* _Materials provided_:
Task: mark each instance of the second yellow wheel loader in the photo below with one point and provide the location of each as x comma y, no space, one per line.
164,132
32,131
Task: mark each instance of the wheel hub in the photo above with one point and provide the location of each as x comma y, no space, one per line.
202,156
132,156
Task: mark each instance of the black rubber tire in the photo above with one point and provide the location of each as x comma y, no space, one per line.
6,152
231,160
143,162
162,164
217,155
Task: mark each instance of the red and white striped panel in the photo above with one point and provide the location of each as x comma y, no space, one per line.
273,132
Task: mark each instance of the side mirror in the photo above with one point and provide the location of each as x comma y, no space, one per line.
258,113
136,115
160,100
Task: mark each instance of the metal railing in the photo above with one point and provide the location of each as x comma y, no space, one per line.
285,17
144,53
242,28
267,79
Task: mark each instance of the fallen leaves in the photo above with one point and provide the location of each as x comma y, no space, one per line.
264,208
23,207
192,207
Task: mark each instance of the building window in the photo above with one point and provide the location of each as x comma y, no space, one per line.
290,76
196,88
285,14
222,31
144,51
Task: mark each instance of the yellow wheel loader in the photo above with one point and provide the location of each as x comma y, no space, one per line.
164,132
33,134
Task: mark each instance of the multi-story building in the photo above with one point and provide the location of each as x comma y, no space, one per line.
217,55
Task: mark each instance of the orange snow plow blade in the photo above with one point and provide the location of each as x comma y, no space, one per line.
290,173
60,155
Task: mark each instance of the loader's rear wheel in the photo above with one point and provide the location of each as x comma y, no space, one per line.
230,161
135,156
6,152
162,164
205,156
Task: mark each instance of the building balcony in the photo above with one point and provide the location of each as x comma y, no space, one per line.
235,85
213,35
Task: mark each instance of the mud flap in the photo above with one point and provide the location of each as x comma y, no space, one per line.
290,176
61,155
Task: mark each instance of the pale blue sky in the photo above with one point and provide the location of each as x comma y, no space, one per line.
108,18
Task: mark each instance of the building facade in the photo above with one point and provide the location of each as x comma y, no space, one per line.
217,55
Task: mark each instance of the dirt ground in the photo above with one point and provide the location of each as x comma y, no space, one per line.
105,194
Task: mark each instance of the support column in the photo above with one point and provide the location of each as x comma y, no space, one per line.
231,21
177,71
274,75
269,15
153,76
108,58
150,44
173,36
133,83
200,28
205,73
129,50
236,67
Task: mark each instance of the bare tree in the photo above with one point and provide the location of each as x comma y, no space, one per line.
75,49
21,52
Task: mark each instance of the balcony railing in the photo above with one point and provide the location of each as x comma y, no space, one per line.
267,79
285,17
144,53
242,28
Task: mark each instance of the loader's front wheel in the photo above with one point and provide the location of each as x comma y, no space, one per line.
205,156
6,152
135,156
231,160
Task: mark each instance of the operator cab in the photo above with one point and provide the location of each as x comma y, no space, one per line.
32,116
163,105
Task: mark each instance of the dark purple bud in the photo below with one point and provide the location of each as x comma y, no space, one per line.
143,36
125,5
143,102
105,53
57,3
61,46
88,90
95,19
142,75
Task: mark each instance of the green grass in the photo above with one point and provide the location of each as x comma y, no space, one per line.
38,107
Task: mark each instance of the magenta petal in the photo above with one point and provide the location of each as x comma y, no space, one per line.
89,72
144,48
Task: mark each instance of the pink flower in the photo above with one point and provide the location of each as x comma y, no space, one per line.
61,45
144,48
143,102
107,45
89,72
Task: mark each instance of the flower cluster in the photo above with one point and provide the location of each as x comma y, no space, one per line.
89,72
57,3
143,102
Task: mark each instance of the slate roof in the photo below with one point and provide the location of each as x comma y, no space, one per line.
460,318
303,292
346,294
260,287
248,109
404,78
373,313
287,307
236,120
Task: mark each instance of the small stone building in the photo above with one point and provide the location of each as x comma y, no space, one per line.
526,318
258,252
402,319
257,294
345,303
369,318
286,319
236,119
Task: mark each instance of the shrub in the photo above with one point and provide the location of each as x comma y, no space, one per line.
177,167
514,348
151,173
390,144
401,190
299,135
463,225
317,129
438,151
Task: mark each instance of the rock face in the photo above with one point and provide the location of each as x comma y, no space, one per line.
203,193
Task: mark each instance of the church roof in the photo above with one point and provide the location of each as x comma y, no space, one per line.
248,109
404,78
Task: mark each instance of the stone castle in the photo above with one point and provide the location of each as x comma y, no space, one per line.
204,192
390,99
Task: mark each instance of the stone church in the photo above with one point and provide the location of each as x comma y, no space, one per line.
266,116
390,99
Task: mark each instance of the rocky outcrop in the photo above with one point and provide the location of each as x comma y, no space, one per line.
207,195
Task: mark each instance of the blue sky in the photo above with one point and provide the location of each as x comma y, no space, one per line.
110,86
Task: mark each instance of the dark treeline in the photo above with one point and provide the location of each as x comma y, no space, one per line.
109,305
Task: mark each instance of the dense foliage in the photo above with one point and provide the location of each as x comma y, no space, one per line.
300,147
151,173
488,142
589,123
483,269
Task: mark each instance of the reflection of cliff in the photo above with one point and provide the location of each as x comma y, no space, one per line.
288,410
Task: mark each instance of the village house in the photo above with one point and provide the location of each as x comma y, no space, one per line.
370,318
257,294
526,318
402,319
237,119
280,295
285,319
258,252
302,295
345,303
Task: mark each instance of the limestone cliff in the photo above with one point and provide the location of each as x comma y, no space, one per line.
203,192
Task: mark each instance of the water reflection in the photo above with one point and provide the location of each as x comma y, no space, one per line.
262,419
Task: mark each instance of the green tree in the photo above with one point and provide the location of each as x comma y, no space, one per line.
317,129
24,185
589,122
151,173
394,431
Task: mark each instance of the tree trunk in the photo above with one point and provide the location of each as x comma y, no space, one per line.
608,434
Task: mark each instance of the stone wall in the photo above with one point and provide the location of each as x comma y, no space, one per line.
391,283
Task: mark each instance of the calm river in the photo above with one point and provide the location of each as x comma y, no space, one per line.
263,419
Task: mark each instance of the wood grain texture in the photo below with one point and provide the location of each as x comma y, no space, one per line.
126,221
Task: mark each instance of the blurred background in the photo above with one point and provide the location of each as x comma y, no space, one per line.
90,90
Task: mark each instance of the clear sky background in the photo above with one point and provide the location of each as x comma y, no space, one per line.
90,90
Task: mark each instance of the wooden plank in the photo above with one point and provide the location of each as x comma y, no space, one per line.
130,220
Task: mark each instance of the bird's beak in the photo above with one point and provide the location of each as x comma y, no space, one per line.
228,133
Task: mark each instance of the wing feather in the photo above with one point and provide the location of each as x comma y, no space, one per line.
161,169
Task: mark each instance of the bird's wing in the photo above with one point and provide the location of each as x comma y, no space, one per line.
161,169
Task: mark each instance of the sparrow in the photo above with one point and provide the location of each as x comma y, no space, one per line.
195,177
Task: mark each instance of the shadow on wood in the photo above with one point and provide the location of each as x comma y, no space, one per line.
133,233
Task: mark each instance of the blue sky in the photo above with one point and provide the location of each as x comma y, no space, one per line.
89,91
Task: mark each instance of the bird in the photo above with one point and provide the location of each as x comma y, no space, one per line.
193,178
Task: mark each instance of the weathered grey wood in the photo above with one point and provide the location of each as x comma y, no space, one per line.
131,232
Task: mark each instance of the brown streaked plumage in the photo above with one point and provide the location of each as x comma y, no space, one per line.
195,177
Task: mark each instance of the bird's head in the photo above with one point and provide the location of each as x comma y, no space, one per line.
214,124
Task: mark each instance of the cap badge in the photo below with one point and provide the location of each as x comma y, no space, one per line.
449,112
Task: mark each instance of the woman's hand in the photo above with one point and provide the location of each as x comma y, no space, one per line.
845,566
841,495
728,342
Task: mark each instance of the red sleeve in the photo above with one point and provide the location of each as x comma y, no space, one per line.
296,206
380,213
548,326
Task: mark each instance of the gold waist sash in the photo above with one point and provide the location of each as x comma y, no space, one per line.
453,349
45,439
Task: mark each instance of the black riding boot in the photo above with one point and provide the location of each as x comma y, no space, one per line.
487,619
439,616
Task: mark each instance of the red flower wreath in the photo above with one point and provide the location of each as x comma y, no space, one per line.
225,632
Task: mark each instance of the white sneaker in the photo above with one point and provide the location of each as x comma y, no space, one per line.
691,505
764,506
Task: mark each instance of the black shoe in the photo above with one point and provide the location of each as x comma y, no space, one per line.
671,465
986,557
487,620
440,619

* _Exercise brief_: Repeat only the lines from the one holding "Task: mark each instance of the red sleeve" through the last line of the data.

* _Reply_:
Task: mark each instance of the red sleeve in the photo above with one point and provide the location of each as x comma y, no space, one per line.
296,206
380,213
548,326
Task: mark each instance of the gold waist sash in the photo above with one point and provide the location of each as x comma y, no space, one per line.
453,349
45,439
Task: mark each instance of the black riding boot in the photo above with one point and provide the location of each as x comma y, no space, one per line.
487,619
439,616
Task: mark each instance of the red flower wreath in the photo above with one point and provide the location of each as x comma y, no space, one per line.
225,632
Task: mark each instance of the white sneaker in the photo above with one point and provide the location of each as x comma y, no space, one per line.
691,505
764,506
Task: mark each instance of the black shoe in the photo above with one point and provide the location of each as x comma y, no space, one per line.
671,465
986,557
487,620
440,619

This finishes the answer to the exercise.